Excerpts from location labeling data
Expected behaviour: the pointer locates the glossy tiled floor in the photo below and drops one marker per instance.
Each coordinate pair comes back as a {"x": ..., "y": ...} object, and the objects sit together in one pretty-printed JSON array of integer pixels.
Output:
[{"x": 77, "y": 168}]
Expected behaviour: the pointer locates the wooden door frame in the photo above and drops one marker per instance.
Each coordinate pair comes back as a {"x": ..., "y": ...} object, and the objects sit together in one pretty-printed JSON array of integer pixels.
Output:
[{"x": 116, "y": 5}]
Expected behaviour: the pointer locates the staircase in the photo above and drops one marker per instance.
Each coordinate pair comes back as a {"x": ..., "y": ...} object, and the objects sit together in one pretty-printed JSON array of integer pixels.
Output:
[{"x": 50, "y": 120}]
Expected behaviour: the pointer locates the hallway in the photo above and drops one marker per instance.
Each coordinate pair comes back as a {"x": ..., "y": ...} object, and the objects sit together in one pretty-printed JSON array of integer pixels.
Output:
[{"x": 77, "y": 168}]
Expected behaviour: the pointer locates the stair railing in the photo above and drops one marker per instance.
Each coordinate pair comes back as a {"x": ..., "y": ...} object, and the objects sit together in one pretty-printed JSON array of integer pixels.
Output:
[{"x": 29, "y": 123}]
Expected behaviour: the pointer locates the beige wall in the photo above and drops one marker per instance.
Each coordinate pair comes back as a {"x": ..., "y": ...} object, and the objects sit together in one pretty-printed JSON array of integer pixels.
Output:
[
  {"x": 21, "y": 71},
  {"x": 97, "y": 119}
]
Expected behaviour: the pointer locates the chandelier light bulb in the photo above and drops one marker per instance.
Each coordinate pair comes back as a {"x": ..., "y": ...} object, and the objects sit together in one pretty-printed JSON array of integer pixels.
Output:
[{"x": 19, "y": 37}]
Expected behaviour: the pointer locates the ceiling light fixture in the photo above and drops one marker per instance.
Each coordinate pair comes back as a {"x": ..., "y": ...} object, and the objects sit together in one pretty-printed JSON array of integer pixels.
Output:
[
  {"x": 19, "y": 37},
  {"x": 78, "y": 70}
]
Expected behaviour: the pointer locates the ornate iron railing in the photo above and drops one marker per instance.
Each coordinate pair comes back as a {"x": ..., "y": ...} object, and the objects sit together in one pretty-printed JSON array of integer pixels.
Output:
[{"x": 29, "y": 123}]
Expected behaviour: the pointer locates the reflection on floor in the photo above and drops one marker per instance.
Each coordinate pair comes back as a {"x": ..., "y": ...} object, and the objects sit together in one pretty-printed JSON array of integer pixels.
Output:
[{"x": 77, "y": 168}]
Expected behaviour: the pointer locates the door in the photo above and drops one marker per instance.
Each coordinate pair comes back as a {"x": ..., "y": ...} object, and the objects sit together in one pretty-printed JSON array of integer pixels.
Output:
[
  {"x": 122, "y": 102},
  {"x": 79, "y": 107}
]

What the task requires:
Update the listing above by changing every "marker" to "pin" and keeping all other text the same.

Final result:
Expected behaviour: the pointer locates the glossy tiled floor in the photo below and drops one pin per instance.
Each coordinate pair comes back as a {"x": ..., "y": ...} object, and the objects sit together in one pretty-printed JSON array of integer pixels.
Output:
[{"x": 77, "y": 168}]
Expected behaviour: the pointer locates the wooden door frame in the photo above and drops one pin per instance.
Each coordinate pair comes back as a {"x": ..., "y": ...} object, and the objects sit together in one pretty-printed JSON array of integer pixels.
Output:
[{"x": 116, "y": 5}]
Expected behaviour: the pointer locates the staircase in the photo above and drops one pin per instance.
Each coordinate pair comes back as a {"x": ..., "y": ...} object, and the objects sit together in one pretty-printed JSON array of integer pixels.
Output:
[{"x": 50, "y": 120}]
Expected behaviour: the pointer locates the hallway in the photo above and drops one pin per instance.
Each coordinate pair comes back as a {"x": ..., "y": ...} object, and the objects sit together in one pretty-printed JSON array of integer pixels.
Output:
[{"x": 77, "y": 168}]
Expected behaviour: the pointer locates the stair railing in the photo above and drops one pin per instance.
Each coordinate pair comes back as a {"x": ..., "y": ...} object, and the objects sit together in one pretty-printed JSON array of integer pixels.
Output:
[{"x": 29, "y": 123}]
Expected behaviour: the pointer locates the beige wall in the photo above and drops one pin per instance.
Each coordinate pair comes back as a {"x": ..., "y": ...} object, and the objects sit together in one pretty-printed JSON array of integer pixels.
Output:
[
  {"x": 21, "y": 71},
  {"x": 97, "y": 119}
]
Expected behaviour: the pointer locates the chandelier light bulb in the photo above and drops one pin per instance.
Each coordinate pair comes back as a {"x": ..., "y": ...} object, and the objects sit together in one pretty-printed JSON array of integer pixels.
Output:
[{"x": 19, "y": 37}]
Expected behaviour: the pointer locates the ceiling light fixture in the photo above and drops one pin per instance.
Each coordinate pair comes back as a {"x": ..., "y": ...} object, and the objects sit together in one pretty-printed JSON array of integer pixels.
Output:
[
  {"x": 19, "y": 37},
  {"x": 78, "y": 70}
]
Expected behaviour: the pointer locates the ornate iron railing in the photo above and drops one pin per instance.
Each coordinate pair comes back as a {"x": ..., "y": ...} object, and the objects sit together in one pretty-printed JSON array of integer pixels.
Output:
[{"x": 29, "y": 123}]
Expected behaviour: the pointer locates the reflection on floor in the photo above and drops one pin per instance.
Each coordinate pair comes back as a {"x": ..., "y": ...} object, and the objects sit together in one pretty-printed JSON array of integer pixels.
Output:
[{"x": 77, "y": 168}]
Expected behaviour: the pointer locates the door in the photo above and drops one pin per instance.
Each coordinate pair comes back as a {"x": ..., "y": ...} object, and the objects sit together in one pretty-printed JSON array of integer pixels.
Output:
[
  {"x": 122, "y": 102},
  {"x": 79, "y": 107}
]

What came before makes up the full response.